##### DATA TO EXAMINE

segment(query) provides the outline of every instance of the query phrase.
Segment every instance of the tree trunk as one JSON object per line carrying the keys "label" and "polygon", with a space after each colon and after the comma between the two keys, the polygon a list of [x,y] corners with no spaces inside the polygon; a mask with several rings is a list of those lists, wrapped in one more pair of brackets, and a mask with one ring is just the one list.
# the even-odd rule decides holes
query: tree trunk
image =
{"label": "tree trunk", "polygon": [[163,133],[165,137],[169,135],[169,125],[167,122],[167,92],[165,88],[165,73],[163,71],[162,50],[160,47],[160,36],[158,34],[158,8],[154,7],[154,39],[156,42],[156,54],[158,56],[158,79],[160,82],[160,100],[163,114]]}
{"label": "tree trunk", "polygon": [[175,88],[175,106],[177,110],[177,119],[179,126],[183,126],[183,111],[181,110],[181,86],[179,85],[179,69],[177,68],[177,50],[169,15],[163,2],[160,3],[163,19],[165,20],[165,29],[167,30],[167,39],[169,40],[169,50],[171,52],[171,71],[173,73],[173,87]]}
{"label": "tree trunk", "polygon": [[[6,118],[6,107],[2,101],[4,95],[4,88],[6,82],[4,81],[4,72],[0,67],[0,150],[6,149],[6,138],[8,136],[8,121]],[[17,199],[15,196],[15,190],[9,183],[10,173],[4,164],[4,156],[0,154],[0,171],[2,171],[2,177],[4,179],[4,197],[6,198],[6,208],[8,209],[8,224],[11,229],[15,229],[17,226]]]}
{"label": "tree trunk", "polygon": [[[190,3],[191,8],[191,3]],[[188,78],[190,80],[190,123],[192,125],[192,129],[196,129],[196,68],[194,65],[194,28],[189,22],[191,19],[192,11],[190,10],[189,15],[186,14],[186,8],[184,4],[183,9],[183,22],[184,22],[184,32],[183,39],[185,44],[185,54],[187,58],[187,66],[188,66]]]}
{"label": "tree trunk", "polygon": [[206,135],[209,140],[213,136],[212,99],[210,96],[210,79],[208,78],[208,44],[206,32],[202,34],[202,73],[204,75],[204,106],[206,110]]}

##########

ACTION ITEM
Each record above is to be written out again, without any change.

EXERCISE RESULT
segment(query) provides the outline of every instance of the query phrase.
Segment every instance of the tree trunk as one JSON object per line carrying the keys "label" and "polygon", with a space after each colon and after the comma between the two keys, the polygon a list of [x,y] corners with no spaces inside the polygon; a mask with several rings is a list of those lists, wrapped in one more pair of brackets, and a mask with one ring is just the one list.
# the even-odd rule decides holes
query: tree trunk
image =
{"label": "tree trunk", "polygon": [[163,133],[165,137],[169,135],[169,125],[167,122],[167,92],[165,88],[165,73],[163,71],[162,50],[160,47],[160,36],[158,34],[158,8],[154,7],[154,39],[156,42],[156,54],[158,56],[158,79],[160,82],[160,100],[163,114]]}
{"label": "tree trunk", "polygon": [[175,88],[175,106],[177,110],[177,119],[179,126],[183,126],[183,111],[181,110],[181,86],[179,85],[179,69],[177,68],[177,50],[169,15],[163,2],[160,3],[163,19],[165,20],[165,29],[167,30],[167,39],[169,40],[169,50],[171,52],[171,71],[173,73],[173,87]]}
{"label": "tree trunk", "polygon": [[[6,118],[6,107],[2,101],[4,95],[4,88],[6,82],[4,81],[4,72],[0,67],[0,150],[6,149],[6,138],[8,136],[8,121]],[[17,199],[15,196],[15,190],[9,183],[10,173],[4,164],[4,156],[0,154],[0,171],[2,171],[2,177],[4,179],[4,197],[6,198],[6,208],[8,209],[8,224],[11,229],[15,229],[17,226]]]}
{"label": "tree trunk", "polygon": [[[190,3],[191,8],[191,3]],[[188,78],[190,80],[190,123],[192,125],[192,129],[196,129],[196,68],[194,65],[194,28],[189,22],[191,19],[192,11],[190,10],[189,15],[186,14],[186,8],[184,4],[183,9],[183,22],[184,22],[184,32],[183,39],[185,44],[185,54],[187,58],[187,66],[188,66]]]}
{"label": "tree trunk", "polygon": [[206,135],[209,140],[213,136],[212,99],[210,96],[210,79],[208,78],[208,44],[206,32],[202,34],[202,73],[204,75],[204,106],[206,110]]}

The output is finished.